● **Objectif visé**:
Relevez chaque ligne des entrées ci-dessous qui contient le mot « data ». La casse doit être respectée.

● **Entrées à traiter**:
══════

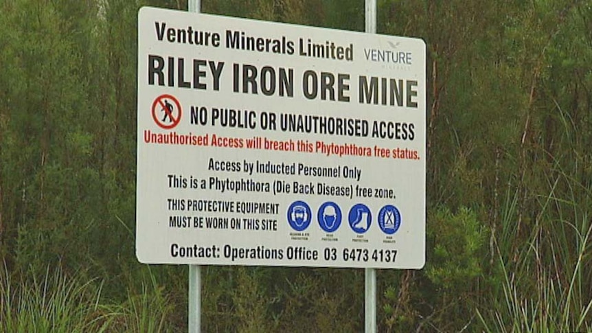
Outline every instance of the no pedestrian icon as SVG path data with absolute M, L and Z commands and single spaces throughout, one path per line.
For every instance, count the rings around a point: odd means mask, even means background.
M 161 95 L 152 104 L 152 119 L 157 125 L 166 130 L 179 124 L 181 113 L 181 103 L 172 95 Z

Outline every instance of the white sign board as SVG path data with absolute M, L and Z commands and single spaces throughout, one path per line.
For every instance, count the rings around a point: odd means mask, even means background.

══════

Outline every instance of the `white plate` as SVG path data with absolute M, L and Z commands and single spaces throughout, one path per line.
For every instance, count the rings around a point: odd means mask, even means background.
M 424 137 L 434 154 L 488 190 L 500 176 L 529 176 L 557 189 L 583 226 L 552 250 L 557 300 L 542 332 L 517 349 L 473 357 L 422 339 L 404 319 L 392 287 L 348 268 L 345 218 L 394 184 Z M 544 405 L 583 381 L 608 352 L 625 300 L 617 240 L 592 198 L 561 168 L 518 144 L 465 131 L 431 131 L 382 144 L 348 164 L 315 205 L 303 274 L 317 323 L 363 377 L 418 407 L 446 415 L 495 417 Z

══════

● **Réponse rédigée**:
Outline every instance of the no pedestrian icon as SVG path data with absolute M, L and Z commands and single spaces throughout, one path per line.
Outline every instance of the white sign board as SVG path data with absolute M, L and Z commands and single spaces throughout, one path per line.
Outline every instance of the `white plate` as SVG path data with absolute M, L and Z commands and single spaces throughout, one path per line.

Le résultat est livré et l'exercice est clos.